→ **Work item**
From the passage below about the evolution path, list every example it gives of what caused the extreme temperature fluctuations behind most mass extinctions.

** Provided passage follows **

We explain this in more detail in our background text on evolution.
The theory of evolution is not a hypothesis!
To avoid a common misunderstanding: In common parlance, theory is understood as an unproven assertion or an idea of how a process or mechanism might work without showing that this is really the case.
This is not true of scientific theories. On the contrary, for a scientific claim to first become a hypothesis, there must be an explanatory model that can explain further processes, states or procedures independently of the original process. Only with the reproducible prediction of previously unknown processes and their confirmation does the hypothesis become a theory. Such a theory is a system of scientifically founded statements which serves to describe sections of reality and the underlying laws, to make prognoses about the future or to explain how a found final state has developed from known preliminary stages.
A well-known example of a scientific theory is Albert Einstein’s General Theory of Relativity. Like the Theory of Evolution, Relativity cannot be proven in general terms, but both would be disproved (falsified) by a single finding that cannot be explained by these theories. Both are justifiably attempted continuously, but have not yet succeeded, which speaks for the quality of these theories.
This “Evolutionsweg”
The project presented here is an attempt to transfer the unimaginably long period of 4 600 000 000 years, the age of the Earth, to a distance of just over one kilometre. At this scale, one metre represents 4.1 million years, or 1 mm corresponds to 4100 years, roughly the time that has passed since the Egyptian pyramids were built.
Significant developments or events in evolution (or fossil finds or other evidence of these developments) are marked by signs along this path where they are described.
The individual points of the path do not represent the direct evolution from the beginning of life to us humans. Rather, they pick out fossil finds on important developments and events from the large and intensively branched evolutionary tree, which have strongly influenced our world as we find it today, or without which we humans would not exist here on earth.
Although by far not all significant developments could be highlighted with their own sign, it is clear that the speed of evolutionary developments has increased exponentially — events came in ever shorter intervals.
There have been dramatic cuts in the development of life time and again, without any non-natural influences being discernible. Of these cuts, which we call mass extinctions, there were certainly countless. The most significant six of them are specially noted on the signs. According to our present state of knowledge, most of them were caused by extreme temperature fluctuations within short periods of time, although the reasons for these temperature fluctuations were very different. Examples are the increase or decrease in CO2 concentration, the occurrence of oxygen in the atmosphere, but also volcanic eruptions, meteorite impacts or continental drift. The last of these major mass extinctions wiped out the dinosaurs and many other animal and plant groups about 65 million years ago.
Whether we are currently at the beginning of a mass extinction again, we do not know. However, the undoubtedly measurable rapid increase in the mean temperature of our Earth’s atmosphere, which is not least caused by us humans, does indicate that this is the case.

** End of Provided passage **
** Source information follows **

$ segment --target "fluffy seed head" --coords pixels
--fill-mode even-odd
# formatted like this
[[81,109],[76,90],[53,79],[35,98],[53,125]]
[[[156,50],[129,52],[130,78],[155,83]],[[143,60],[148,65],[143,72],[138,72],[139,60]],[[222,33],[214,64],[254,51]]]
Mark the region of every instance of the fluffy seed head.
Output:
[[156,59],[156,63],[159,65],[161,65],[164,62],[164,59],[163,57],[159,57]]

** End of Source information **

→ **Answer**
- The increase or decrease in CO2 concentration
- The occurrence of oxygen in the atmosphere
- Volcanic eruptions
- Meteorite impacts
- Continental drift